= Problem =
Every line of the material is to be quoted verbatim, minus the pictures.

────────────────────

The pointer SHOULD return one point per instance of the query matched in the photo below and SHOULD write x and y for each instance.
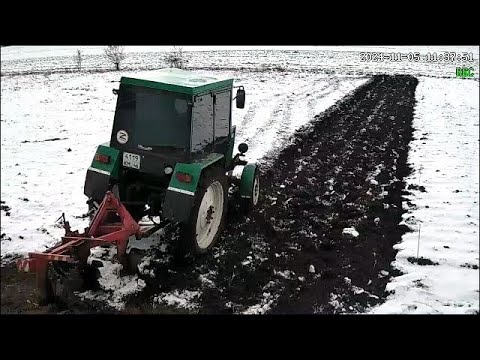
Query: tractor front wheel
(207, 218)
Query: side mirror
(240, 97)
(243, 148)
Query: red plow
(111, 225)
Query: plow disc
(64, 266)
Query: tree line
(116, 55)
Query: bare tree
(176, 58)
(78, 59)
(115, 54)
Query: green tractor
(171, 154)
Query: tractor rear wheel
(208, 214)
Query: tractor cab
(174, 113)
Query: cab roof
(179, 81)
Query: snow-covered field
(444, 217)
(52, 120)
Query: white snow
(445, 220)
(181, 299)
(350, 232)
(114, 288)
(266, 303)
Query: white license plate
(131, 160)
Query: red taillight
(183, 177)
(102, 158)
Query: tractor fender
(246, 181)
(180, 194)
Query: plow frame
(75, 248)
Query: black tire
(247, 204)
(188, 238)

────────────────────

= Full solution =
The pointer SHOULD return one point per instance of the query matched in the photo below and SHOULD write x and y for each instance.
Query: tractor front wheel
(207, 218)
Query: side mirror
(240, 97)
(243, 148)
Query: red plow
(111, 225)
Query: plow disc
(64, 266)
Query: tree line
(116, 55)
Query: bare tree
(176, 58)
(78, 59)
(115, 54)
Query: green tractor
(171, 154)
Query: tractor rear wheel
(208, 214)
Query: tractor cab
(174, 113)
Query: cab roof
(179, 81)
Query: snow-covered field
(444, 217)
(52, 120)
Query: white snow
(445, 220)
(181, 299)
(350, 232)
(114, 288)
(266, 303)
Query: white license plate
(131, 160)
Query: red taillight
(183, 177)
(102, 158)
Query: tractor fender
(246, 181)
(180, 194)
Query: plow frame
(75, 248)
Query: black tire
(247, 204)
(188, 238)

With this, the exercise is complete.